> Exercise:
The records must be duplicated exactly, with every picture left out.

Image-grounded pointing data
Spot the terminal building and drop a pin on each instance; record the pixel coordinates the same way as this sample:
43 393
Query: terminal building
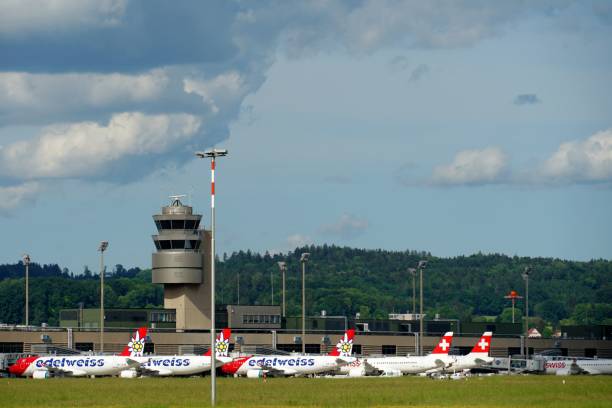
181 263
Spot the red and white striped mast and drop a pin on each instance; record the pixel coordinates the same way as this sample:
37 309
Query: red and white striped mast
212 154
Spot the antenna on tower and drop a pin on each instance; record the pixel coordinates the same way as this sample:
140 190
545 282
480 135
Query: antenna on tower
176 200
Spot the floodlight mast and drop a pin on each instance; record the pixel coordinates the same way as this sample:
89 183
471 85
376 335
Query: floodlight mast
103 246
26 262
420 266
212 154
303 259
525 275
283 267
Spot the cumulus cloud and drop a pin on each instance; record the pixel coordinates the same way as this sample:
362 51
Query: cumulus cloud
19 17
581 161
15 196
348 226
298 241
88 149
103 73
418 72
472 167
526 99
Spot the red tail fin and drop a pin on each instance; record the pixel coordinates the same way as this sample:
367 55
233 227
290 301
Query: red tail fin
135 347
222 343
344 347
484 344
444 345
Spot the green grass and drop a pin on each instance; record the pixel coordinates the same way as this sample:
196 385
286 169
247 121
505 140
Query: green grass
499 391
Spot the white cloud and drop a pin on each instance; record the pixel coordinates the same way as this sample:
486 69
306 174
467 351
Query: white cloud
579 161
22 90
472 167
348 226
87 148
12 197
26 16
218 91
298 241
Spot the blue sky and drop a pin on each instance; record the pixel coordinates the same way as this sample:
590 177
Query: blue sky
450 127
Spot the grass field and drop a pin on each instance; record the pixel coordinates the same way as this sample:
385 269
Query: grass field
499 391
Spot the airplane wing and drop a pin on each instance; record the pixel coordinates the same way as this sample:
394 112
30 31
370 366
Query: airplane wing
59 372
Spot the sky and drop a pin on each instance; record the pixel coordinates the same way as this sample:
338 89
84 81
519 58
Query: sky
444 126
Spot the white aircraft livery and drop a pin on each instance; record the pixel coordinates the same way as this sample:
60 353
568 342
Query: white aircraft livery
258 366
477 357
394 366
174 365
569 366
73 366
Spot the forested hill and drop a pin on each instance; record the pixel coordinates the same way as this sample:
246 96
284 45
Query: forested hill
346 280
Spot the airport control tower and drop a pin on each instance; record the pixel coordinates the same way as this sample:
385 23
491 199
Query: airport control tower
182 264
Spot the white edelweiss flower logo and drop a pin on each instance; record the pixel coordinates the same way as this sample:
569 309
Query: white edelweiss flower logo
222 346
136 346
345 346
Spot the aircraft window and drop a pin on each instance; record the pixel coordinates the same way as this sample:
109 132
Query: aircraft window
178 224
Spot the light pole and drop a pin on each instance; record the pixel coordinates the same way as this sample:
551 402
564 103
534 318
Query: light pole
303 260
212 154
421 265
272 287
103 246
513 296
413 273
26 262
526 272
283 267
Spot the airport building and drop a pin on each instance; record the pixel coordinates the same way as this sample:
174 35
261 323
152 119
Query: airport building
181 263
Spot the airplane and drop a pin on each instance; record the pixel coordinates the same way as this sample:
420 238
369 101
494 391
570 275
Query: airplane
572 366
396 366
281 365
75 366
477 357
165 366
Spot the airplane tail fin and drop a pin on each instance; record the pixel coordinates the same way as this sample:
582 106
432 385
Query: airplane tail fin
221 344
484 344
135 346
344 348
444 345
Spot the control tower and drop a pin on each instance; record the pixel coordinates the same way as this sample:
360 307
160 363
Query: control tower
182 264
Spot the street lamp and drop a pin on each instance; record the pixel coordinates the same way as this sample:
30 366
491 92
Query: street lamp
283 267
103 246
525 275
421 265
26 262
413 273
212 154
513 296
303 260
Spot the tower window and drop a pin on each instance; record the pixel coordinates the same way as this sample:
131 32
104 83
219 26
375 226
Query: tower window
178 224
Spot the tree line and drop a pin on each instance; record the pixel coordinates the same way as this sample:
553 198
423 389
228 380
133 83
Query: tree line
344 281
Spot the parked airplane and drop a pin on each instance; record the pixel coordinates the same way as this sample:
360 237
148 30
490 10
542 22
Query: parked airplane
174 365
569 366
277 365
395 366
476 358
76 366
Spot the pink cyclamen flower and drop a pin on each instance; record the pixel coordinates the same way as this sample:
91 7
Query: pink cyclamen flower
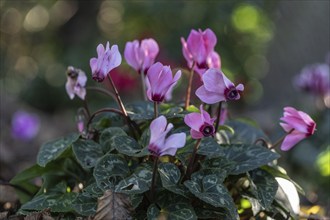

> Result:
Spot the terminal building and drop a pin on each instance; record the pixel coordinates the same way as this sample:
43 393
Query: terminal building
181 263
Spot the red and white striped mast and drop a pin on each instance; record the pixel coordinates the same way as this sample:
37 309
Query: red and white striped mast
212 154
Spot the antenna on tower and drop a pin on each instance; record the pixel coordinates the same way as this sample:
140 190
545 282
480 135
Query: antenna on tower
176 200
Spot the floodlight mast and drop a pin on each instance; record the pixel coordinates the same way as this sample:
89 183
471 85
376 335
Query: floodlight mast
103 246
26 262
420 266
212 154
303 259
525 275
283 267
Spot the cumulus cloud and drop a pin on each instance; record the pixel coordinates the same way as this sample:
362 51
Query: cumulus cloud
19 17
581 161
15 196
348 226
298 241
88 149
103 73
418 72
472 167
526 99
Spot the red tail fin and drop a pin on each instance; record the pixel coordinates the same way as this sample:
367 55
233 227
290 301
Query: red tail fin
135 347
222 343
344 347
484 344
444 345
Spot the green grass and drop a pin on each instance; record the pixel coordinates the same way as this sample:
196 385
286 169
247 121
505 140
Query: green grass
499 391
Spot the white cloud and drop a pin on each instance; record the pixel coordinates the same way as this sample:
486 69
306 174
467 351
Query: white cloud
579 161
22 90
472 167
348 226
87 148
12 197
26 16
218 91
298 241
Spot the blue sky and drop a pin on each instance; record the pixel coordinates the same way as this sample:
590 177
Query: blue sky
450 127
Spot the grass field and drop a pin on each instance; record the pixel coordinates the same way as this sample:
385 269
Query: grass field
499 391
Spot the airplane wing and drop a pin on each instance; record the pixel coordinates the same way as this sample:
394 112
30 31
370 366
Query: airplane wing
59 372
Spot the sky and drop a pin on each instance; record the pixel coordinates the same way as this sample:
338 89
84 81
519 58
Query: sky
444 126
Spot the white aircraft livery and drop a pin on each instance; record the pixel coordinates the same way as this sample:
60 353
568 342
Query: white aircraft livery
258 366
477 357
394 366
174 365
569 366
73 366
Spot the forested hill and drop a pin on each instance; record the pixel coordinates the same way as this sample:
246 96
284 45
Query: forested hill
346 280
Spot the airport control tower and drop a pin on each instance; record the pixel coordinates the same way as this sample:
385 23
491 199
Query: airport control tower
182 264
Spot the white edelweiss flower logo and drop a pin on each instance; record the pixel coordinates the same way as this sample:
569 309
Query: white edelweiss flower logo
222 346
136 346
345 346
Spot the aircraft window and drop a pin on each instance; record the pixel coordinates the same way as this sample:
109 132
Query: aircraft window
178 224
Spot the light pole and drop a pin on each instance; record the pixel coordinates the same way as this sample:
551 402
564 103
534 318
Query: light pole
303 260
212 154
421 265
272 287
103 246
513 296
413 273
26 262
526 272
283 267
Spot the airport building and drop a pin on each instance; record the pixel coordinates the same way as this sample:
174 35
261 323
152 119
Query: airport building
181 263
Spot the airplane and drop a pin on each instance; record the pixel coordinates the same way as this sample:
420 238
369 101
494 391
570 275
Query: airplane
572 366
396 366
281 365
75 366
477 357
165 366
Spot the airplane tail fin and drop a pin on each instance; record the pixel coordinates the same way as this sample:
582 106
432 385
Query: airplane tail fin
221 344
484 344
135 346
344 348
444 345
Spot the control tower and drop a pin on each instance; record the pixel coordinates the same way as this sample:
360 307
160 363
Query: control tower
182 264
Spot the street lamp and drop a pin on each instance; record the pixel coordinates the same way as this sample:
30 366
491 92
Query: street lamp
283 267
103 246
525 275
421 265
26 262
413 273
212 154
513 296
303 260
Spot the tower window and drop a pin on each instance; record the pixel coordinates the same way as this sample:
131 32
104 83
219 26
375 226
Query: tower window
178 224
Spot the tree line and drop a pin on each instance; record the pixel coordinates the same way as this sample:
553 198
423 389
228 380
133 83
Query: tree line
344 281
Spot the parked airplane and drop a pin on each instance; record the pixel coordinates the same way as this sample:
360 237
148 30
490 10
542 22
Query: parked airplane
174 365
569 366
277 365
395 366
476 358
76 366
Spot the pink cyclamen flower and drop a pin on each instance; record the pixel coordinates the same way as this sample:
91 7
Query: pink cyclamen flower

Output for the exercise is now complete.